DATA SHOWN START
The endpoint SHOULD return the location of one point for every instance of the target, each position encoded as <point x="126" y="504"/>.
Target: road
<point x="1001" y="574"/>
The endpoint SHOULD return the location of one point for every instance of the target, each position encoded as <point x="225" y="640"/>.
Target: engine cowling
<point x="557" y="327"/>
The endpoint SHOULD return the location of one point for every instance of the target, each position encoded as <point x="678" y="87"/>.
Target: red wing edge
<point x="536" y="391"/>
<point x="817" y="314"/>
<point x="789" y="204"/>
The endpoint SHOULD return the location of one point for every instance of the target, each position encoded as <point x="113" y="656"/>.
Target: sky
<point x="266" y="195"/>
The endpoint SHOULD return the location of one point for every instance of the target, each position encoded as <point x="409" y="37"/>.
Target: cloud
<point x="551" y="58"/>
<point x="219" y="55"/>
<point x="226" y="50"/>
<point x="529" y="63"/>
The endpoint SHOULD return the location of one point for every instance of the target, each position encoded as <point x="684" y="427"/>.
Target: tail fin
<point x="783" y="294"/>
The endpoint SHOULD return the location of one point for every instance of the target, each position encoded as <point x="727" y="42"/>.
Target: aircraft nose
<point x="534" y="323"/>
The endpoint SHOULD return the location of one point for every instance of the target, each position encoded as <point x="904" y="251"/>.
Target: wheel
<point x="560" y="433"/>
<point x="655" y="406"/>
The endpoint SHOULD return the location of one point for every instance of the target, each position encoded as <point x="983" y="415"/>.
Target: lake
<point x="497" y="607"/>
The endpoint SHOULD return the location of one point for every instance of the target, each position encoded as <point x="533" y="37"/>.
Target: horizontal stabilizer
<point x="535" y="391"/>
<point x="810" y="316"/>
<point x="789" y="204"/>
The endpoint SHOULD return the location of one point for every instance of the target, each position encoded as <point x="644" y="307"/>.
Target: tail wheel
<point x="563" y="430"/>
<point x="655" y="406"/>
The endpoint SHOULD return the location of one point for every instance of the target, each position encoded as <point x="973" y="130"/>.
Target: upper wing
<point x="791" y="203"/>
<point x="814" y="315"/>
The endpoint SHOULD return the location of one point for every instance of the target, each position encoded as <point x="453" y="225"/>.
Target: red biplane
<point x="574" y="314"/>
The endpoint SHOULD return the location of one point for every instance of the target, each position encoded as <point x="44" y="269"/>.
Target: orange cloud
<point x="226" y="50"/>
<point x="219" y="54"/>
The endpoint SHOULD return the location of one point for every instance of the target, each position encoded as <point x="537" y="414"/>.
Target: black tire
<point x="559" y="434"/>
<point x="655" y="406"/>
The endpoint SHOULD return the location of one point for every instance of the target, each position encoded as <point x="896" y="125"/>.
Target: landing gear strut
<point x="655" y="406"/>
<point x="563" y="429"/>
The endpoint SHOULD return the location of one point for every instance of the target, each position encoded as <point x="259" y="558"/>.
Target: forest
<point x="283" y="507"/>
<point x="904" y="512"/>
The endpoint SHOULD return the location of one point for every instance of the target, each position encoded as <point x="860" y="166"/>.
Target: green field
DATA SHOWN END
▶ **PROBLEM**: Produce an exact transcription of the lines from the one containing "Target: forest" through the end of the records, both included, and no other lines.

▶ **OUTPUT FOR THIS TASK**:
Target: forest
<point x="283" y="507"/>
<point x="904" y="512"/>
The endpoint SHOULD return the location of one point for every instance of the target, each position encoded as <point x="860" y="166"/>.
Target: green field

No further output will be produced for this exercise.